SET PROBLEM 1: In the piece on Ivor Gurney and the ravaged war landscape, where was Gurney when he wrote to Marion Scott on 10 March 1917?
SET PROBLEM 2: Carry on the piece about Ivor Gurney and the ravaged war landscape from the point where it stops.

Amid the horrors and discomforts of war, the foul-smelling mud, the perpetual noise and the ever-present fear of dying, there was another trauma that affected many soldiers in the First World War: the devastation of the natural landscape all around them.
Ivor Gurney, a soldier with the 2nd/5th Gloucesters, wrote from near the front line at St Quentin on the Somme to his friend Marion Scott on 10 March 1917: “You cannot think how ghastly the battlefields look under a grey sky. Torn trees are the most terrible things I have ever seen. Absolute blight and curse is on the face of everything”.
Gurney was a talented young musician, just making his way as a composer at the Royal College of Music in London when the war broke out. Scott was the registrar there and a friend and mentor to the young Gurney, who was also beginning to write poetry. Gurney recognised that his inspiration lay in what he called his “springs of beauty”, the natural landscapes of the Gloucestershire countryside where he grew up.
In his music and his poetry, he expressed his sense of belonging and deep love for the high Cotswold hills, the wooded scarps and the softer lush landscapes of the Severn vale. These became the ideal places of memory, the touchstones of hidden happiness, that Gurney could cling to and enabled him to “hang on” to his identity amid the noise and terrors of war.
What distinguishes Gurney from most of the other war poets is his continual reference to these places of home, mentioning by name particular hills, rivers, woodlands and lanes. He saw echoes of Gloucestershire in the landscapes of Flanders and the Somme – the Cotswold spinnies evoked by a copse on a hill-slope near St Quentin (poem: “Near Vermand”); the dusky Severn meadows recalled at a regimental water dump (poem: “Crucifix Corner”); and his beloved Crickley Hill, brought to mind as he walked a country lane at Buire au Bois (poem: “Crickley Hill”).
It is not surprising, then, that Gurney was appalled at the devastation of the land caused by the war in France. In that 10 March letter to Scott, Gurney had explained that “there is no verse for you but that is not to be wondered at! After a week or so perhaps…”
True to his word, 12 days later (22 March), he wrote again, this time enclosing a poem that he had just written. It was entitled “Trees”, and, in it, he explains the difficulty of remembering the Cotswold beech woods (“where Cooper’s stands by Cranham”) when confronted with the nightmare landscape of the Somme battlefield. The poem (as it appeared in the letter) is worth quoting in full:
The dead land oppressed me; I turned my thoughts away,
And went where hill and meadow
Are shadowless and gay.
Where Coopers stands by Cranham,
And grey stone houses smile,
Where motion, joy-inspired,
Eats up the measured mile.

INFORMATION PROVIDED:
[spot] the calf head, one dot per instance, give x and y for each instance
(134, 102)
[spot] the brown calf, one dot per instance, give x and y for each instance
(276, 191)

WRITTEN ANSWER 1: He was near the front line at St Quentin on the Somme.

WRITTEN ANSWER 2:
Beauty my feet stayed at last
Where green was most cool,
Trees worthy of all worship
I worshipped... then, O fool,
Let my thoughts slide unwitting
To other, dreadful trees;
And found me standing,... staring
Sick of heart – at these!
An amended version of this poem was published in Gurney’s collection, Severn & Somme, in 1917.
Significantly, the artist, Paul Nash, who was serving further up the Western Front at Ypres, seemed similarly moved at much the same time. In a letter to his wife on 7 March 1917, Nash describes a wood on the way to the frontline trenches: “… in a wood passed through on our way up, a place with an evil name, pitted and pocked with shells the trees torn to shreds, often reeking with poison gas - a most desolate ruinous place two months back, today it was a vivid green; the most broken trees even had sprouted somewhere in the midst, from the depth of the wood’s bruised heart poured out the throbbing song of a nightingale. Ridiculous, mad incongruity!”
It was around this time, too, that Nash made the drawing – at a place known as Inverness Copse – that would form the basis of his celebrated painting, We Are Making A New World. He was invalided home in the summer of 1917 but returned to the front as an official war artist that November – in time to witness the aftermath of the Battle of Passchendaele, which he described as “the blindest slaughter of a blind war”. By chance, it was at Passchendaele that Gurney was gassed on 12 September 1917, an event that resulted in his being sent “back to Blighty”, his war over. Severn and Somme, Gurney’s first collection of poetry, was published in November 1917 and another volume, War’s Embers, followed in 1919. Nash’s painting We Are Making A New World was completed, in oils, in 1918 and became one of the most celebrated images of the 1914-1918 conflict.
Today, Gurney’s reputation as a poet is growing, as a huge number of unpublished poems, written after his return to England in 1917, are now being discovered in the Gloucestershire archives. But a recent BBC 4 documentary (Ivor Gurney: the poet who loved the war) showed how Gurney’s homecoming was not an easy one.
Like many soldiers, he failed to find work or housing in the chaos of post-war Britain, the injuries and traumas of war affected his ability to settle back to civilian life and, in Gurney’s case, this was compounded by the return of the mental illness which had plagued him even before the war.
Gurney spent his last 15 years in a mental asylum far from Gloucestershire, but he did not stop writing, at least for the first five years. Many of his best war poems date from the early 1920s, but as he himself explained in one of them, “While I Write” (1925), war had told him “truth” and given him “right of maker” for Severn and Cotswold. His poetry had been shocked into life by the fact that he nearly lost his beloved Gloucestershire landscapes.
Whereas Gurney’s war experience finished when he was invalided out in September 1917, Paul Nash’s involvement as an official war artist grew, resulting in many of his most powerful oil paintings depicting more of the ruined countryside and almost surreal scenes of the impact of war. At the outbreak of the Second World War, Nash served again as an official war artist.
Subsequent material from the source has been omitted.